> TEXTE CHOISI:
Garder son coeur malgré la guerre

La Syrie et la vie des martyrs d’aujourd’hui : extraits d’une rencontre avec le père Pierbattista Pizzaballa, custode de Terre Sainte.
Costantino Esposito

A peine rentré d’Alep le 28 avril dernier, le père Pierbattista Pizzaballa a donné, au Centre culturel de Bari, une conférence intitulée “Un regard rédempteur. Témoignages d’espérance au milieu de la guerre“. Il témoigne de la foi des chrétiens dans les villages menacés par Dae’ch, « de simples paysans, mais qui savent très bien qui ils sont, et qui le vivent. »

Après quatre ans de guerre, il y a aujourd’hui en Syrie 10 millions de réfugiés. Quelle est la situation sur le plan humanitaire ? Comment soutenez-vous ceux qui restent ?

La situation est absolument dramatique. La Syrie est divisée en trois zones, non pas politiques mais de guerre. La partie nord-ouest, le gouvernorat de Tartus à majorité alaouite, est à peu près tranquille. Le reste du nord se trouve entièrement sous le contrôle des rebelles, divisés entre Jabhat al-Nosra qui serait Al-Qaïda, et Dae’ch, c’est-à-dire l’État islamique. Le sud ressemble à une peau de léopard : le gouvernement de Bachar el-Assad d’une part, et d’autre part les opposants.

Entrées tirées d'un jeu de données d'annotation:
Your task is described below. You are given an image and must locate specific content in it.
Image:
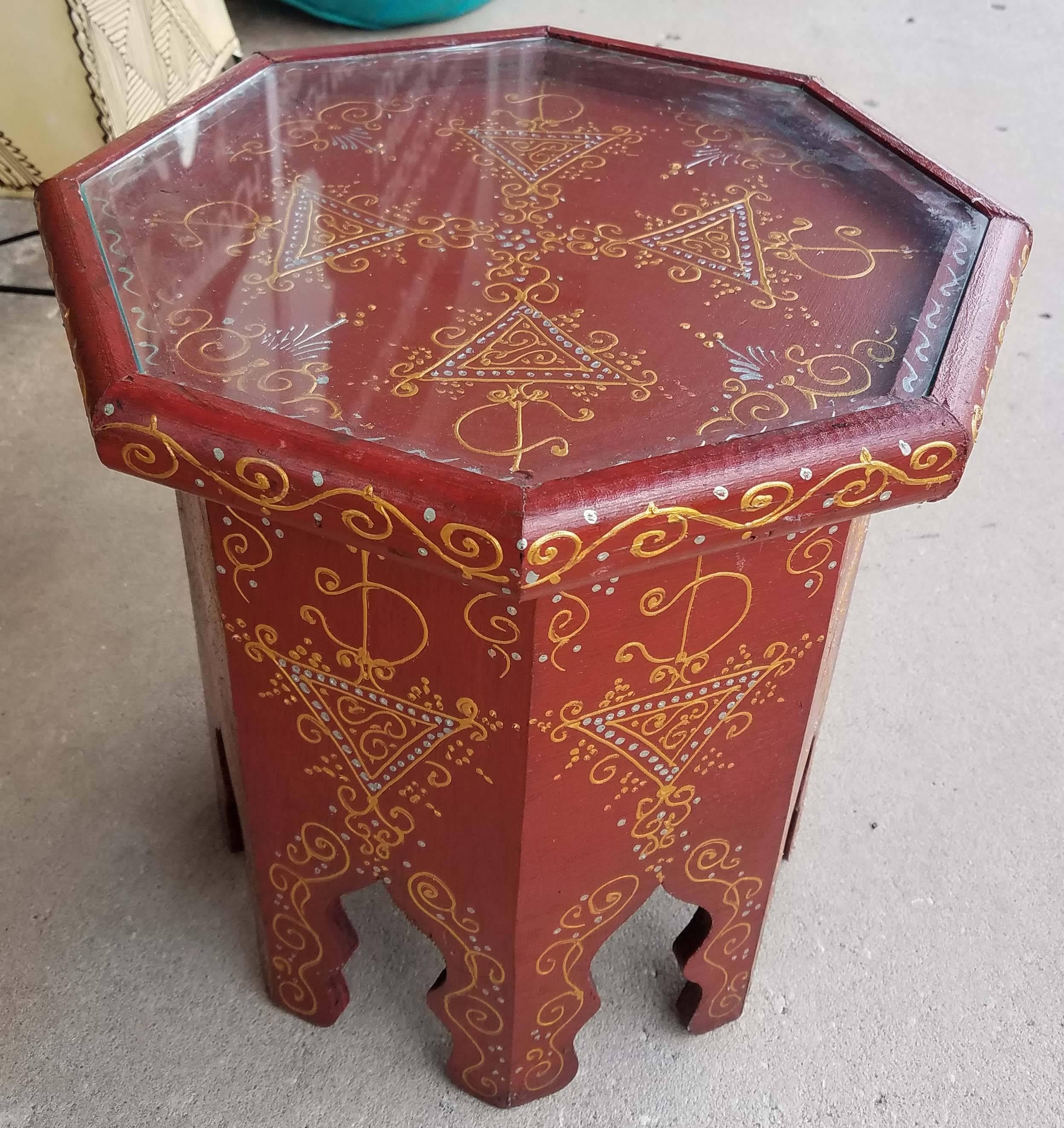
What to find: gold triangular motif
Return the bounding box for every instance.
[271,654,464,793]
[466,126,614,185]
[276,185,416,273]
[632,200,764,286]
[423,301,624,382]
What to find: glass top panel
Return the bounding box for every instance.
[84,38,986,483]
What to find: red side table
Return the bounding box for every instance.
[40,28,1030,1104]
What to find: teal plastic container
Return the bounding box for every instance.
[274,0,487,30]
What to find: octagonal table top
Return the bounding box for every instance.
[41,28,1029,587]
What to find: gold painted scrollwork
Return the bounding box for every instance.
[547,591,591,672]
[780,327,898,411]
[97,415,510,583]
[786,524,837,599]
[764,217,919,282]
[525,873,639,1092]
[695,376,790,434]
[525,440,957,588]
[616,556,754,689]
[270,822,351,1018]
[229,98,415,162]
[406,870,507,1096]
[221,505,273,602]
[685,838,764,1018]
[461,591,521,679]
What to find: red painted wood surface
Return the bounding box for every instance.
[40,28,1029,590]
[38,28,1030,1104]
[210,505,862,1105]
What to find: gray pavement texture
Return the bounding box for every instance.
[0,0,1064,1128]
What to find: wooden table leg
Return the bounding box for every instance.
[186,504,863,1105]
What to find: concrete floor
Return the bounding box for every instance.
[0,0,1064,1128]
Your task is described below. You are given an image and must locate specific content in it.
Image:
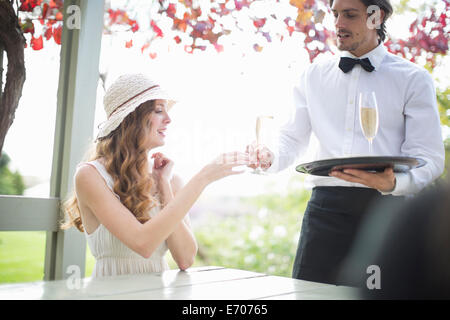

> ÉNONCÉ DU PROBLÈME:
Poursuivez l'entretien avec le père Pizzaballa sur la Syrie à partir de sa dernière phrase. Cette liste ne sert à rien ici.

> RÉSULTAT ATTENDU:
Concrètement, les communications et les routes sont coupées, les axes principaux sont entre les mains des rebelles, les grandes villes n’ont plus qu’un accès unique. Dans les zones contrôlées par Assad, l’électricité n’est disponible que six heures par jour ; ailleurs, rien. Alep est complètement privé d’eau. La seule façon d’en avoir est de la tirer des puits privés mais, sans électricité, on a besoin de générateurs. L’essence, très difficile à trouver, coûte très cher. Cette année où l’hiver a été long et froid, vous pouvez imaginer… On manque de tout. Et, surtout, il y a les bombes : on ne sait pas qui les envoie parce qu’ils se tirent les uns sur les autres. Quand tu sors, tu ne sais pas si tu vas rentrer. On n’est jamais en sécurité : les bombes tombent sans répit, jour et nuit, même sur les habitations. Les tirs commencent après le coucher du soleil et, toutes les cinq ou six minutes, une bombe éclate. À Alep, où la présence chrétienne est importante, la majeure partie des églises a été détruite ainsi que certaines mosquées.

Quel lien y a-t-il entre la religion et ce qui est en train de se passer ?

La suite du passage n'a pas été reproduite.